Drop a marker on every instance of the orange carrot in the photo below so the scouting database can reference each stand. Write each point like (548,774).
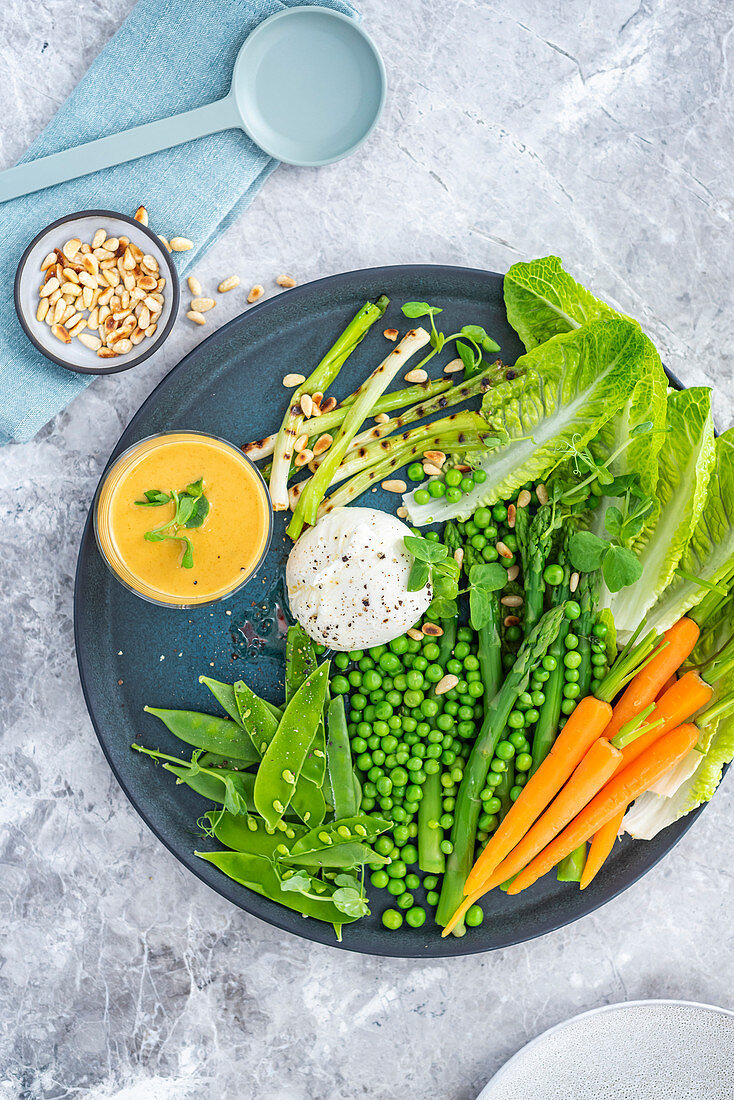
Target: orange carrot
(598,766)
(600,847)
(576,738)
(675,647)
(621,790)
(682,699)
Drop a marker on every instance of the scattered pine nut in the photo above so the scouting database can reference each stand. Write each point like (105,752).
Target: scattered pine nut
(512,601)
(229,284)
(446,683)
(203,305)
(322,443)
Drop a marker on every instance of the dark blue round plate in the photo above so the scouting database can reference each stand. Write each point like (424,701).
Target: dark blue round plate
(131,652)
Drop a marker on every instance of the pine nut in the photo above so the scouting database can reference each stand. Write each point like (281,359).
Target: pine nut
(203,305)
(446,683)
(229,284)
(322,443)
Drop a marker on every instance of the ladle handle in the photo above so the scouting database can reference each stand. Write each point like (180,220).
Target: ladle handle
(117,149)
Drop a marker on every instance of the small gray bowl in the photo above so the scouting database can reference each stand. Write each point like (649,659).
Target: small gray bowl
(75,356)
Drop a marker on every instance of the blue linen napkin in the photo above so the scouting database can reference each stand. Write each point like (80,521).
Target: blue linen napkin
(168,56)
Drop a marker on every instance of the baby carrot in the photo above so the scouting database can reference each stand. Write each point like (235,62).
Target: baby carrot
(676,645)
(622,789)
(585,724)
(600,847)
(598,766)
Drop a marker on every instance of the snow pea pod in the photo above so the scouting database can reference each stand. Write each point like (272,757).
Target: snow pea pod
(249,834)
(362,828)
(259,875)
(341,773)
(208,732)
(284,758)
(299,662)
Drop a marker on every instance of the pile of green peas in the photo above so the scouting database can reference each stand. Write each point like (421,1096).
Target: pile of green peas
(452,483)
(400,735)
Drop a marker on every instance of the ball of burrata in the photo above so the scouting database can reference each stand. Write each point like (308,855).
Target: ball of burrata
(348,576)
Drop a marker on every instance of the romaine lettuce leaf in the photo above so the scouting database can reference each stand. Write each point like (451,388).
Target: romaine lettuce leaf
(543,300)
(569,387)
(653,812)
(710,553)
(685,463)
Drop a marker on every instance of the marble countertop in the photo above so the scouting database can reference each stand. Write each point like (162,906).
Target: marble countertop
(601,132)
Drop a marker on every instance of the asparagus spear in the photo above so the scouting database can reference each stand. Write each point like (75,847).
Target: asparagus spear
(468,807)
(307,507)
(319,380)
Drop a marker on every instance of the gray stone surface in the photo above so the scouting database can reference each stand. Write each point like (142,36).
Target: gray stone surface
(599,131)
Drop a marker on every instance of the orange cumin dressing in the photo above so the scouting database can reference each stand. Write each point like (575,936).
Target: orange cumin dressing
(227,547)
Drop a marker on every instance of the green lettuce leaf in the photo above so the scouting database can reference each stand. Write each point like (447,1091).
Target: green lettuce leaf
(710,553)
(685,463)
(543,300)
(569,387)
(653,812)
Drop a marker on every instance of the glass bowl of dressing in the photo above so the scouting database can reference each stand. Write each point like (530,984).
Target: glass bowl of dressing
(223,539)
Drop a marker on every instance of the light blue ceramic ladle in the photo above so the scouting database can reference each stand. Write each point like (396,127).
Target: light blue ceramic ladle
(308,87)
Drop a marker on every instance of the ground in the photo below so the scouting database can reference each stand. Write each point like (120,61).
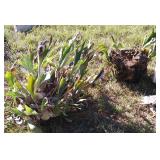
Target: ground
(112,106)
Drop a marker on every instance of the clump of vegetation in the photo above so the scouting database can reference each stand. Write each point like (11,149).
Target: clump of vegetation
(40,89)
(131,64)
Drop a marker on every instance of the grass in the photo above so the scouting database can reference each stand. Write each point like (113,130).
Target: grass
(113,107)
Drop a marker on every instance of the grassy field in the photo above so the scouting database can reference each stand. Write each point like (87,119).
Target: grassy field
(114,107)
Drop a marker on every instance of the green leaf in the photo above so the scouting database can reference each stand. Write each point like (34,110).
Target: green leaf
(79,53)
(10,79)
(39,81)
(30,84)
(27,62)
(82,68)
(63,53)
(62,86)
(150,37)
(29,111)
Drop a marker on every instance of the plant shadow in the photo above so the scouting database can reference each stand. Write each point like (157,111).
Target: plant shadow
(144,87)
(95,119)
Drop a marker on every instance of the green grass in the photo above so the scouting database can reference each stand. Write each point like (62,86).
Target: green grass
(120,102)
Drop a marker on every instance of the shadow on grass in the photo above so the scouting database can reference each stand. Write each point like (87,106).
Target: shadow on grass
(95,119)
(145,86)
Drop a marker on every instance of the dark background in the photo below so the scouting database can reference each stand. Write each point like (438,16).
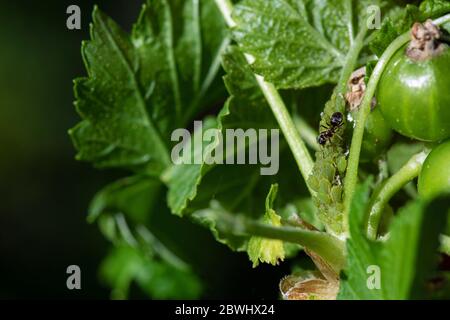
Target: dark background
(44,192)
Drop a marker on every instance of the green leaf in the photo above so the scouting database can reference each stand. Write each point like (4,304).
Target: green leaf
(238,188)
(159,246)
(298,43)
(160,280)
(267,250)
(245,109)
(141,87)
(403,262)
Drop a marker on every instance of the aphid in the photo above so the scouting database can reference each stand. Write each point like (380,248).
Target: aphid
(336,121)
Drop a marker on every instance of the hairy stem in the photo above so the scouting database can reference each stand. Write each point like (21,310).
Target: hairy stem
(445,244)
(381,198)
(296,143)
(351,60)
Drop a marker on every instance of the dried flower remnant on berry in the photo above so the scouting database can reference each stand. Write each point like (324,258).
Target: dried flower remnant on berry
(425,41)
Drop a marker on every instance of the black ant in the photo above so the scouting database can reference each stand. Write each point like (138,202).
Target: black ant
(336,121)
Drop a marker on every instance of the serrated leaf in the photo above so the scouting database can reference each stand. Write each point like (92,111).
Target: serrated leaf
(298,43)
(267,250)
(141,87)
(126,265)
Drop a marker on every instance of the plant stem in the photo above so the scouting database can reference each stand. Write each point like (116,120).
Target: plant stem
(381,198)
(351,178)
(325,245)
(295,142)
(351,60)
(330,248)
(445,244)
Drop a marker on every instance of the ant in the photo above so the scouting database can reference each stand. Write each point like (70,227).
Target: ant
(336,121)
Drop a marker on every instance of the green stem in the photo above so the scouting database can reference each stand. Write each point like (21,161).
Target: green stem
(445,244)
(330,248)
(295,142)
(381,198)
(351,178)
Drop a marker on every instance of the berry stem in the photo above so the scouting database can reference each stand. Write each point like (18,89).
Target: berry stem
(351,178)
(328,247)
(382,196)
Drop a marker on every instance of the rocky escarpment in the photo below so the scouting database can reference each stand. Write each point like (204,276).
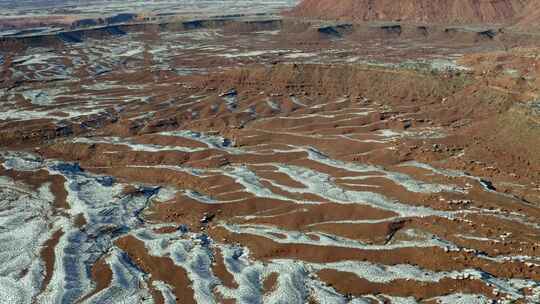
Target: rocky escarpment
(416,11)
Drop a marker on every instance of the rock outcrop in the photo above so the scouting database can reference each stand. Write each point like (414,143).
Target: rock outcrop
(415,11)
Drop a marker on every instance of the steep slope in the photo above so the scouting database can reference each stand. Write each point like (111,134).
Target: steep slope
(421,11)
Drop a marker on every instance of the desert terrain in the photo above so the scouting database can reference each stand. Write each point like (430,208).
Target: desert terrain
(270,152)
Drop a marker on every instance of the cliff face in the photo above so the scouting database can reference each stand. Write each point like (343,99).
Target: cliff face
(417,11)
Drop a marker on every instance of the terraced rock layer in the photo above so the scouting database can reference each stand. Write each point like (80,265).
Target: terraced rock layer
(417,11)
(240,165)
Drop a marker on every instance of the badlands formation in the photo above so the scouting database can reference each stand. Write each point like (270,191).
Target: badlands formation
(276,155)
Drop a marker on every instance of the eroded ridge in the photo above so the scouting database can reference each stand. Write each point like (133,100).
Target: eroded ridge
(267,161)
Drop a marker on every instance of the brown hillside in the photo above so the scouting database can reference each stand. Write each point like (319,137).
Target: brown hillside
(417,11)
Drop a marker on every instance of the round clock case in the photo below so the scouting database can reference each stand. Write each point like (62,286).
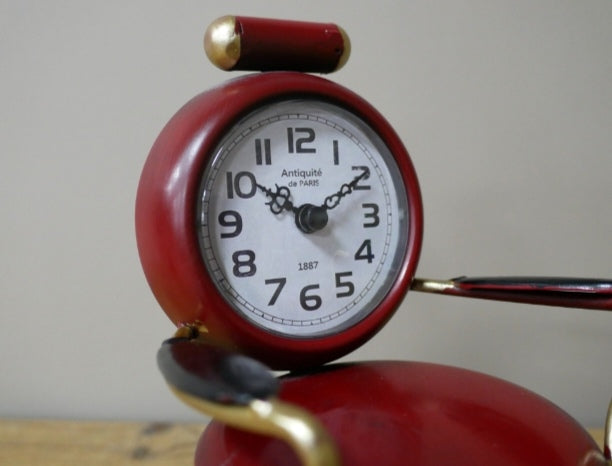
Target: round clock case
(167,223)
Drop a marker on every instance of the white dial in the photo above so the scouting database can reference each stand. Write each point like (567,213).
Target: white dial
(303,218)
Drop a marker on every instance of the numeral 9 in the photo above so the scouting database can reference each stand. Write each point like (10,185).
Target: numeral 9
(230,219)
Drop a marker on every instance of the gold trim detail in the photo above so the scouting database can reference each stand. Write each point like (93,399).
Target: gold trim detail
(221,43)
(431,286)
(346,51)
(272,417)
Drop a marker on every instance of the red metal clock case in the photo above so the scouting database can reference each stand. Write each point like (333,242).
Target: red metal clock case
(166,224)
(401,413)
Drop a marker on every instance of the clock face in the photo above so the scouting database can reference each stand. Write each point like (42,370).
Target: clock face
(302,218)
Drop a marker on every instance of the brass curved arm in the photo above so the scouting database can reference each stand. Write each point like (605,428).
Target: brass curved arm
(241,393)
(585,293)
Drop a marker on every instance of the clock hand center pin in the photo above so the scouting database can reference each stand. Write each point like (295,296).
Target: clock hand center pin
(308,217)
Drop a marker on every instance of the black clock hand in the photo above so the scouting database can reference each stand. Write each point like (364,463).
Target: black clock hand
(347,188)
(279,199)
(308,217)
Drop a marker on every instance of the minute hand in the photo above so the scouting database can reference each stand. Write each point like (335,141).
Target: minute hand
(333,200)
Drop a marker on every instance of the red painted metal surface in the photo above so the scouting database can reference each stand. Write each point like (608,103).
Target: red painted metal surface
(583,293)
(416,414)
(268,44)
(166,225)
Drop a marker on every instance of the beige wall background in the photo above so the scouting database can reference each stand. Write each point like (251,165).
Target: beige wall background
(505,107)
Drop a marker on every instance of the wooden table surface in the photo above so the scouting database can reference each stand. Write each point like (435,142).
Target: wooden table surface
(91,443)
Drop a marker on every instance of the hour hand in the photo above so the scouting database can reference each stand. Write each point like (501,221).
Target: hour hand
(280,199)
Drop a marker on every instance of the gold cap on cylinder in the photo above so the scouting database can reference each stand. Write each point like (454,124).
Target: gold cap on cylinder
(222,43)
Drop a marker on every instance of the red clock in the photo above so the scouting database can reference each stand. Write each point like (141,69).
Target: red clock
(279,223)
(281,212)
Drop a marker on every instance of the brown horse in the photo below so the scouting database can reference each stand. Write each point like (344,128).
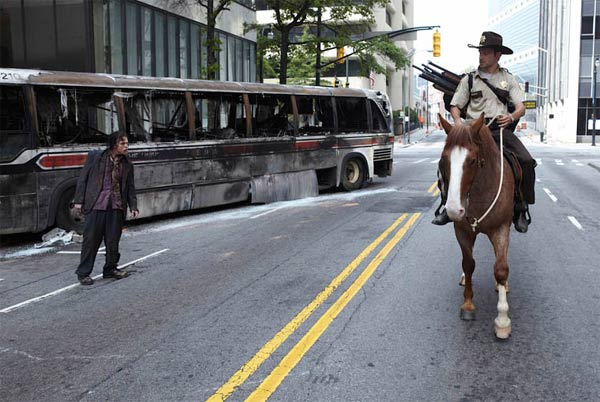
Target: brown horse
(480,200)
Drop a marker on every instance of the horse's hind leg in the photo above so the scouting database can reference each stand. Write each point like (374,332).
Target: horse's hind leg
(500,241)
(466,240)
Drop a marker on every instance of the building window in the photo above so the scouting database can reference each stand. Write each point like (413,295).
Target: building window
(184,48)
(159,44)
(147,42)
(172,46)
(132,23)
(116,37)
(239,57)
(223,58)
(143,40)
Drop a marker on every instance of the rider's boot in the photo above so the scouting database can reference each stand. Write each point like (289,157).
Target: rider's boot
(521,217)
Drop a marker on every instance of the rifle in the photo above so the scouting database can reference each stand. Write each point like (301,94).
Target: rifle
(443,80)
(439,82)
(449,75)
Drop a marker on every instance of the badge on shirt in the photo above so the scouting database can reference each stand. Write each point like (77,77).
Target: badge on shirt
(476,95)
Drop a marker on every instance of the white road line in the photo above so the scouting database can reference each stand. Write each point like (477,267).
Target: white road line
(576,162)
(552,197)
(76,252)
(575,222)
(54,293)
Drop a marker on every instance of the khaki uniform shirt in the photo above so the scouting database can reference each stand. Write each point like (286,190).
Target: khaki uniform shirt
(482,97)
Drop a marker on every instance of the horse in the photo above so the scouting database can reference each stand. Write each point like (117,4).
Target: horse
(480,200)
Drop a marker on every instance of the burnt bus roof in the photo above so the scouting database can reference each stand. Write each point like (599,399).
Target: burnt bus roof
(64,78)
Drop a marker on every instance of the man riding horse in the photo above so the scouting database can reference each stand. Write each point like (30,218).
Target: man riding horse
(491,89)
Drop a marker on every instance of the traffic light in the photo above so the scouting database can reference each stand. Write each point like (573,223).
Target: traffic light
(436,44)
(340,55)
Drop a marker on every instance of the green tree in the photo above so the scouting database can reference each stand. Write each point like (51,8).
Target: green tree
(330,28)
(213,9)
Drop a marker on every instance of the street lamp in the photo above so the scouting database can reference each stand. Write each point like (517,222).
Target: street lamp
(596,64)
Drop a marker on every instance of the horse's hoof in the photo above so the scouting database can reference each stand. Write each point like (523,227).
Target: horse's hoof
(467,315)
(505,286)
(502,333)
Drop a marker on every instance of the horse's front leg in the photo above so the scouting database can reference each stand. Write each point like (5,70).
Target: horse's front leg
(500,240)
(466,240)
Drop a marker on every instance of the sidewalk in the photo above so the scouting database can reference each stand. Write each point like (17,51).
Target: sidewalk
(414,137)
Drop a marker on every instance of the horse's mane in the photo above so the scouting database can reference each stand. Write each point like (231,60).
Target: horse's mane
(461,136)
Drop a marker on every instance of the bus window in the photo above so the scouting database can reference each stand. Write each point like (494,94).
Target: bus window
(219,115)
(13,137)
(315,115)
(169,120)
(352,114)
(75,116)
(272,115)
(378,121)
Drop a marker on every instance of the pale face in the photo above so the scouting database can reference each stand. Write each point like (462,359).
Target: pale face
(488,59)
(122,147)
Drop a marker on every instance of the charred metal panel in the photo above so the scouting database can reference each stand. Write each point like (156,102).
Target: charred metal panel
(14,222)
(18,203)
(284,187)
(219,194)
(164,201)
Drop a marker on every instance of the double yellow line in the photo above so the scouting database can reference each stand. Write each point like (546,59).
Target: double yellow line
(270,384)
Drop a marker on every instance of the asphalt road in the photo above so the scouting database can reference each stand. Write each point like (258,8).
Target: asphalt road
(343,297)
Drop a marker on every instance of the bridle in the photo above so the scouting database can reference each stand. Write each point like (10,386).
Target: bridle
(476,221)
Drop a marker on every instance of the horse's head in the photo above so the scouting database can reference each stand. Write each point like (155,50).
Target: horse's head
(460,161)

====

• DIRECTIONS
Pull out every line above that holds the word "below".

• FINAL ANSWER
Drop a marker on every instance of the orange carrot in the photo below so the scouting database can reference each stand. Write each point like (548,774).
Drop a marker on every instance of the ground in the photo below so the scouting database can reference each stand. Write each point like (120,61).
Drop a marker on every instance of the dark background in the photo below so the scouting database can reference each stand. Write each point like (438,16).
Drop a marker on every instance of the rocky escarpment in the photo below so the scouting database can reference each stand. Write each point like (204,276).
Drop a marker on every instance of the round clock case in the photo below so the scouting database can reference each stand. Write each point like (62,286).
Drop a marker on every instance of the brown horse in the photo below so the scouting database can reference each stand. Write each point like (344,128).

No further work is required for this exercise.